#### Fonte:

Non l’ennesimo ricordo in fotocopia, ma una ragionata, emozionante e divertente rielaborazione del Battiato prog e sperimentale

Uno dei momenti più interessanti della produzione di Franco Battiato coincide con quel salto temporale all’indietro che troviamo a circa metà di Giubbe Rosse, il suo primo album dal vivo.

Dopo avere scatenato pubblico e gruppo nei successi più o meno recenti, l’atmosfera d’improvviso si fa sottile e suoni lontani e misteriosi introducono gli ascoltatori in un viaggio verso se stessi. Così almeno io ho percepito quei momenti, che ebbi la fortuna di vivere in presa diretta, ero al teatro Sistina di Roma, ed era, se ricordo bene, il mio primo concerto dal vivo di Battiato (il primo di una lunghissima serie, l’ho veramente seguito in tutte le sue peripezie, opere liriche e film compresi).

“Queste vengono da molto lontano” disse Battiato, e iniziò quel trittico composto da Sequenze e frequenze, Aria di Rivoluzione e No U Turn che è il punto forse più alto della sua produzione c.d. sperimentale.

Ora vengo a scoprire, dalle parole di Filippo Destrieri, che quello era solo l’inizio di un percorso che avrebbe dovuto portare Battiato, proprio con l’aiuto del gruppo storico – inevitabile citare anche Giusto Pio, il direttore d’orchestra di allora, nonché coautore con Battiato di moltissimi brani – a rivisitare i suoi brani sperimentali in una chiave più immediatamente fruibile, se non addirittura più pop (sempre nell’accezione in cui si deve intendere questo termine se avvicinato a Battiato).

#### Voci mostrate:
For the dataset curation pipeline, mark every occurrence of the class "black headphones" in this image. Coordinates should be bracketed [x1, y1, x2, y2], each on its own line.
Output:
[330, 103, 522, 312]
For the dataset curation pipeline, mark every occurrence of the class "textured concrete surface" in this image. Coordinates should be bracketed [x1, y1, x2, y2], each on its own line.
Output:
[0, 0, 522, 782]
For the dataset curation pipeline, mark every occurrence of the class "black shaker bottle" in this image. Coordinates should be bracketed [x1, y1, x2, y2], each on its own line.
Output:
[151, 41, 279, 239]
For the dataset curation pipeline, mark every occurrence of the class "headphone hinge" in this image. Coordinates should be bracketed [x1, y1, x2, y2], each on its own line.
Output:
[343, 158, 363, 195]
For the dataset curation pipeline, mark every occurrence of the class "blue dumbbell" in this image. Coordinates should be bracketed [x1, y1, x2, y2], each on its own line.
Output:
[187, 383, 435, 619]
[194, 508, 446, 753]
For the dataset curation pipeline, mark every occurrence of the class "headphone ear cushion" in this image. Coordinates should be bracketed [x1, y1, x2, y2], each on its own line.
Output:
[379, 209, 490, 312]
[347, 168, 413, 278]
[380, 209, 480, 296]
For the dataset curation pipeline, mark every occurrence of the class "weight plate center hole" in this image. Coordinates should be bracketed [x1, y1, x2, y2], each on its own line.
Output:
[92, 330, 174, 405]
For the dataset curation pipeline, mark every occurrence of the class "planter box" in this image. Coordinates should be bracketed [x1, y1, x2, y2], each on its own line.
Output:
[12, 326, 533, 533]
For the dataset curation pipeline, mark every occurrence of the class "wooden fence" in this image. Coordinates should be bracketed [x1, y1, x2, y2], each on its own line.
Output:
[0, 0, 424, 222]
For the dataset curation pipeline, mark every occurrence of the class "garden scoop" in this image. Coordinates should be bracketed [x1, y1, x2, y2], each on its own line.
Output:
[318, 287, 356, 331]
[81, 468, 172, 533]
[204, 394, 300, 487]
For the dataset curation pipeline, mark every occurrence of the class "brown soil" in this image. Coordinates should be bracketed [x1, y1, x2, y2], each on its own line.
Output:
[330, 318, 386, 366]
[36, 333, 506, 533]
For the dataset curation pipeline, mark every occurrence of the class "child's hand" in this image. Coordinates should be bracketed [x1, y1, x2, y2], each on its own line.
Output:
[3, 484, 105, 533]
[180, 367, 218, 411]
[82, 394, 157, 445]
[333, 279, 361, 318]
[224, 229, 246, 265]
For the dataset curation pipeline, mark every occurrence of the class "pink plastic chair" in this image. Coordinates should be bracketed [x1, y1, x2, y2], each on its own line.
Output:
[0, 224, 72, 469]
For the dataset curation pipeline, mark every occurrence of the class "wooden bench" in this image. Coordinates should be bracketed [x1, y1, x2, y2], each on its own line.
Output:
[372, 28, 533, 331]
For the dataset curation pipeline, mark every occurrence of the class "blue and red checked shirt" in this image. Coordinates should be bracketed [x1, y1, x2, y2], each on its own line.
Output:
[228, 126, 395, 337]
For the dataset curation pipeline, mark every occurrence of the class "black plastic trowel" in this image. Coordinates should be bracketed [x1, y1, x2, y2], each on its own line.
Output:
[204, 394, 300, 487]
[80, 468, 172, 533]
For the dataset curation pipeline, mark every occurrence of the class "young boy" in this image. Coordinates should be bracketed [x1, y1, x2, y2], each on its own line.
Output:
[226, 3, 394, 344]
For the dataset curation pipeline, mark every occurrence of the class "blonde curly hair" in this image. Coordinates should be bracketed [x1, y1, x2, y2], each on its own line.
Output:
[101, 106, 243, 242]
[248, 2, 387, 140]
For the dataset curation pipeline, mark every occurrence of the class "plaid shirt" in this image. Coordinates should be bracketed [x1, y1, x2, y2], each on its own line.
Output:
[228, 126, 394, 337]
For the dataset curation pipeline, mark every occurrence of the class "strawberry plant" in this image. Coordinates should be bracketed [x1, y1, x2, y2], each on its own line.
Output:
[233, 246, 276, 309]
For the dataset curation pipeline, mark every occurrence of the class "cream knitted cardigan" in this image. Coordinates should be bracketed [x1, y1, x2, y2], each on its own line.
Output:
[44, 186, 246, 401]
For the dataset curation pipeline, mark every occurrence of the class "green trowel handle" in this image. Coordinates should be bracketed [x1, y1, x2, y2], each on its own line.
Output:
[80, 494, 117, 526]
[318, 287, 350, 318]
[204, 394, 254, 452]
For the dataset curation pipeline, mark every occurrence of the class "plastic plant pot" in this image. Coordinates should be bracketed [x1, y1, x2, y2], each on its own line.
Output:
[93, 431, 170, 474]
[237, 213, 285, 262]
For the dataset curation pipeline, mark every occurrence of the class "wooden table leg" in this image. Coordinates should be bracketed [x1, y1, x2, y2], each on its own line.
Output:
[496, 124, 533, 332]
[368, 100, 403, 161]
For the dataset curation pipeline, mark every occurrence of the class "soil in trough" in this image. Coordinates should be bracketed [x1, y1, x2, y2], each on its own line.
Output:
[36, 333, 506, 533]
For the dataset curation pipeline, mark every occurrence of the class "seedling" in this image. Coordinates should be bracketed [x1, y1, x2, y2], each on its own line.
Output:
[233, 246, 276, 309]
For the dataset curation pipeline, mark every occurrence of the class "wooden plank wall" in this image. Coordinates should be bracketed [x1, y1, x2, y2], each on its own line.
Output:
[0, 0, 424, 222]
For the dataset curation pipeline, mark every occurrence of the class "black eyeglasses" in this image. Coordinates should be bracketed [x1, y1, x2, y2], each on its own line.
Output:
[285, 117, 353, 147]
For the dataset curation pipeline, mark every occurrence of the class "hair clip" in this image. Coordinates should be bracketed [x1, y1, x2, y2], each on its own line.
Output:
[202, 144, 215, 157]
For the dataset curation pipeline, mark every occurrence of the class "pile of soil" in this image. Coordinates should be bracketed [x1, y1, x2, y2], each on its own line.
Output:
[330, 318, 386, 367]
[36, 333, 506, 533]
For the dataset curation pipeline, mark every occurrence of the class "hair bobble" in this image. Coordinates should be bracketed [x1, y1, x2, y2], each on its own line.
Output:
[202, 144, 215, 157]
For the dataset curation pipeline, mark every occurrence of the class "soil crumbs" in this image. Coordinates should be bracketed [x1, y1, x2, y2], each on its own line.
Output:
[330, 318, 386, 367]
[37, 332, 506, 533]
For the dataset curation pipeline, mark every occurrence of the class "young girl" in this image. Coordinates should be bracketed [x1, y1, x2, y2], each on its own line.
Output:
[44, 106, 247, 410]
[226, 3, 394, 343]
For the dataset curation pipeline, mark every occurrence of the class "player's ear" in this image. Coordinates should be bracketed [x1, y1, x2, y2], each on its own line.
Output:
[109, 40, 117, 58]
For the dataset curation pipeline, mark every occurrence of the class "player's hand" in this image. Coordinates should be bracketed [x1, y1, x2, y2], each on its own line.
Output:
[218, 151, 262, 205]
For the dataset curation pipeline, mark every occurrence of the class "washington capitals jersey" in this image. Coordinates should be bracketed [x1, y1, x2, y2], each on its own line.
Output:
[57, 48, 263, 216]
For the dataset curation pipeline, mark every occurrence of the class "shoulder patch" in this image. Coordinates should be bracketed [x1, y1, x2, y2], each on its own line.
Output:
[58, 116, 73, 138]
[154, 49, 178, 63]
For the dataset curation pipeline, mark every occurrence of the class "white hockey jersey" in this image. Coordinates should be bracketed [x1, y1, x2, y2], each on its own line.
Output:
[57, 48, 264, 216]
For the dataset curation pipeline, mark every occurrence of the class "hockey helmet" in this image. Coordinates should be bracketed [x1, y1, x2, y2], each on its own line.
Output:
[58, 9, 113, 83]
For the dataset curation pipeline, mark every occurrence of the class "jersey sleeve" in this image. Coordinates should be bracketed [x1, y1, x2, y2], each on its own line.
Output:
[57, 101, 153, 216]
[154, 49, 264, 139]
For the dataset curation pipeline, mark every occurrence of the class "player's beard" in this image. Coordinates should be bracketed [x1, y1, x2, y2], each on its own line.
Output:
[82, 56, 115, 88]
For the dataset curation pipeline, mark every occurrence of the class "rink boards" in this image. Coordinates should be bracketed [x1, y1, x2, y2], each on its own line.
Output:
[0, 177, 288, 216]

#### Esercizio:
Per favore, trascrivi alla lettera il passo del testo su Franco Battiato che comincia con "Uno dei momenti" e prosegue fino a "produzione c.d. sperimentale.".

#### Soluzione:
Uno dei momenti più interessanti della produzione di Franco Battiato coincide con quel salto temporale all’indietro che troviamo a circa metà di Giubbe Rosse, il suo primo album dal vivo.

Dopo avere scatenato pubblico e gruppo nei successi più o meno recenti, l’atmosfera d’improvviso si fa sottile e suoni lontani e misteriosi introducono gli ascoltatori in un viaggio verso se stessi. Così almeno io ho percepito quei momenti, che ebbi la fortuna di vivere in presa diretta, ero al teatro Sistina di Roma, ed era, se ricordo bene, il mio primo concerto dal vivo di Battiato (il primo di una lunghissima serie, l’ho veramente seguito in tutte le sue peripezie, opere liriche e film compresi).

“Queste vengono da molto lontano” disse Battiato, e iniziò quel trittico composto da Sequenze e frequenze, Aria di Rivoluzione e No U Turn che è il punto forse più alto della sua produzione c.d. sperimentale.